**AIM OF THE EXERCISE:** Copy the listing below line for line, keeping every character, space, and line break unchanged.

Excerpts from a location labeling listing:
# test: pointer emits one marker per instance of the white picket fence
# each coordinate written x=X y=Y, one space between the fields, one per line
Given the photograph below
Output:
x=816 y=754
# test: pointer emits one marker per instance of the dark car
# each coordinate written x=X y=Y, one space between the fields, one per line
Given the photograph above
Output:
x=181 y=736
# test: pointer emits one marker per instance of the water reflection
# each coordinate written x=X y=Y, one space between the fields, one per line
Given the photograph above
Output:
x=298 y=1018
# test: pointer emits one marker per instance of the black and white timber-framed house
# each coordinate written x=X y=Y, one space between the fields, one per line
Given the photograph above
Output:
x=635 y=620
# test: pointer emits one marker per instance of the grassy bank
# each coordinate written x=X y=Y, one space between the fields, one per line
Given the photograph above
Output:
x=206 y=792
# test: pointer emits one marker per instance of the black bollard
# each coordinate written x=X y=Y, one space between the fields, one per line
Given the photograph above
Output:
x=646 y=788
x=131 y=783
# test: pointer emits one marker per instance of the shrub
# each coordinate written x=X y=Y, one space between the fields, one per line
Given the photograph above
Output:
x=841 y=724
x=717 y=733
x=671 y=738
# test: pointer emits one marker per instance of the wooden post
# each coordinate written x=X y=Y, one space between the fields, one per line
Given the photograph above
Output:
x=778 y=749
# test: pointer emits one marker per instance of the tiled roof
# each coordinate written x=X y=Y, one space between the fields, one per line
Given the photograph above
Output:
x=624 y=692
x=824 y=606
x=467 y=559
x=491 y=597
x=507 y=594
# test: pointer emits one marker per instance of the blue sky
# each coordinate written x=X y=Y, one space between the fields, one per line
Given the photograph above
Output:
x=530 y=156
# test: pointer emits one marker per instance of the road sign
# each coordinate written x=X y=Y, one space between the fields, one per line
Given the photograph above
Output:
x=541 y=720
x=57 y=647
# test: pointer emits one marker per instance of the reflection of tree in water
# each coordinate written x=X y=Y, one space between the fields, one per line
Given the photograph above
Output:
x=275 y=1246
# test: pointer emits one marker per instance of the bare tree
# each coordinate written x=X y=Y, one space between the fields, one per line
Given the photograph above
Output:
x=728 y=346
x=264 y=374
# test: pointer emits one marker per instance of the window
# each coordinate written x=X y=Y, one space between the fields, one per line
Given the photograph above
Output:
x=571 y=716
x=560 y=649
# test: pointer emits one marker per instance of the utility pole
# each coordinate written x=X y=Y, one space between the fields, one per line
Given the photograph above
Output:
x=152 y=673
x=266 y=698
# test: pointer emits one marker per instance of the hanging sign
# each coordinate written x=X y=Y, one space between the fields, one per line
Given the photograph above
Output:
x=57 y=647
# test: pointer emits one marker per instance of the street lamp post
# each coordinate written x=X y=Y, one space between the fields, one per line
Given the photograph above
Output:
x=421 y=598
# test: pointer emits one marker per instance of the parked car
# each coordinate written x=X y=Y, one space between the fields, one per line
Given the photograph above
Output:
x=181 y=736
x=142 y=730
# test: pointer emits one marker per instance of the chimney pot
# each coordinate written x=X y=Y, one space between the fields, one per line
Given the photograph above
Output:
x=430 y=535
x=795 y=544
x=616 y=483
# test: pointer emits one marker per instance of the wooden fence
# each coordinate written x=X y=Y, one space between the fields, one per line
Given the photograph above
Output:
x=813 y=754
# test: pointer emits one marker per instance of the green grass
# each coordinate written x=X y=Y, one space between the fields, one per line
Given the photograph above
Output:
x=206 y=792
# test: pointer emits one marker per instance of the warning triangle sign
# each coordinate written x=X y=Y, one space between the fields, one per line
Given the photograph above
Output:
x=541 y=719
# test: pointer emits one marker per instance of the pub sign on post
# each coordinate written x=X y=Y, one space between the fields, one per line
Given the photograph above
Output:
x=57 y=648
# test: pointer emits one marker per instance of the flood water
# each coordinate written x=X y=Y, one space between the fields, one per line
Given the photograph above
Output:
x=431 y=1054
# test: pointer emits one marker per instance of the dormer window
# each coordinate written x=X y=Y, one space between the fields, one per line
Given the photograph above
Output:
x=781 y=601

**SOLUTION:**
# test: pointer emits one marker per instance of the white picket fence
# each coordinate written x=X y=Y, one space between the fields, one per line
Given the photograph below
Output:
x=816 y=754
# test: pointer emits one marker per instance of the dark car
# each coordinate written x=X y=Y, one space between the fields, one per line
Given the photograph above
Output:
x=181 y=736
# test: pointer emits one marker per instance of the water reflection
# each coordinate written x=X y=Y, one space between the fields, one per line
Given the photograph above
Output:
x=298 y=1018
# test: pointer emits one marker per instance of the black and white timber-framed house
# each coordinate written x=X y=Y, one space between the fields, one per line
Given the photograph above
Output:
x=635 y=620
# test: pointer emits one marker per instance of the grassy bank
# each coordinate written x=X y=Y, one space between the fields, one per line
Given the photograph above
Output:
x=206 y=792
# test: pointer emits one marker per instance of the black bollard
# each coordinate written x=X y=Y, one space between the fields, one per line
Given the photograph above
Output:
x=646 y=788
x=131 y=783
# test: pointer emits one marker per instance of the shrub
# each coordinate written x=X y=Y, one space between the fields, one per line
Given the photograph above
Output:
x=841 y=724
x=717 y=733
x=671 y=738
# test: pointer emits one marker per instance of the wooden post
# each coordinate written x=X y=Y, one space between the fields, one per line
Given the photograph above
Output:
x=778 y=749
# test: pointer emits one marker per instance of the tiled roof
# each coordinate written x=X y=Y, one space between the fields, one per line
Given the photograph above
Output:
x=624 y=692
x=824 y=606
x=467 y=559
x=491 y=597
x=507 y=594
# test: pointer emits one marker per instance of the blue sky
# each coordinate written x=X y=Y, one space between the fields, one per line
Given the photograph above
Output:
x=530 y=156
# test: pointer emits one marker per instance of the road sign
# each coordinate written x=X y=Y, one space between the fields, one per line
Given the photograph above
Output:
x=541 y=720
x=57 y=647
# test: pointer emits one marker per instance of the reflection of tree in water
# each coordinate written x=X y=Y, one space between the fields, one per line
Given the photograph above
Output:
x=275 y=1246
# test: pointer emits one marker per instance of the bare tree
# each coordinate written x=X y=Y, one space between the fields, one per line
Given the photograph above
Output:
x=728 y=346
x=264 y=374
# test: pointer emits one marker per instance of the window
# each coordinate written x=X y=Y, one space between the fields, one per line
Given the photograph above
Output:
x=571 y=716
x=560 y=649
# test: pointer emits one marker per instance of the utility pole
# each coordinate written x=X y=Y, one space between the fields, one per line
Given the photograph above
Output:
x=152 y=673
x=266 y=698
# test: pointer emits one marker per instance of the hanging sign
# each coordinate written x=X y=Y, one space between the fields, one per line
Given the photograph above
Output:
x=57 y=647
# test: pointer emits one marker per instance of the street lamp post
# each coordinate written x=X y=Y, one space between the fields, one per line
Given the photograph above
Output:
x=421 y=598
# test: pointer emits one marker per instance of the parked car
# each coordinate written x=X y=Y, one space between the fields, one per line
Given the photograph above
Output:
x=181 y=736
x=142 y=730
# test: pointer emits one marker per instance of the chimney pot
# each coordinate written x=X y=Y, one space between the fields, one per line
Given the photograph above
Output:
x=430 y=535
x=795 y=544
x=616 y=483
# test: pointer emits one marker per instance of the wooden fence
# each coordinate written x=X y=Y, one space between the fields, one per line
Given the photograph above
Output:
x=813 y=754
# test: pointer emits one marker per instance of the green grass
# each coordinate written x=X y=Y, one space between the fields, one per line
Given the photograph above
Output:
x=206 y=792
# test: pointer emits one marker per instance of the warning triangle sign
# each coordinate written x=X y=Y, one space between the fields, one per line
Given the photograph above
Output:
x=541 y=719
# test: pointer emits one marker per instance of the pub sign on post
# each coordinate written x=X y=Y, one space between the fields, one per line
Given the photograph above
Output:
x=57 y=648
# test: pointer emits one marker per instance of the flood water
# each coordinate written x=X y=Y, one space between the fields, one per line
Given the photograph above
Output:
x=431 y=1054
# test: pointer emits one marker per instance of the dormer window
# each coordinate written x=X y=Y, one space between the fields, one per line
Given the photograph above
Output:
x=781 y=601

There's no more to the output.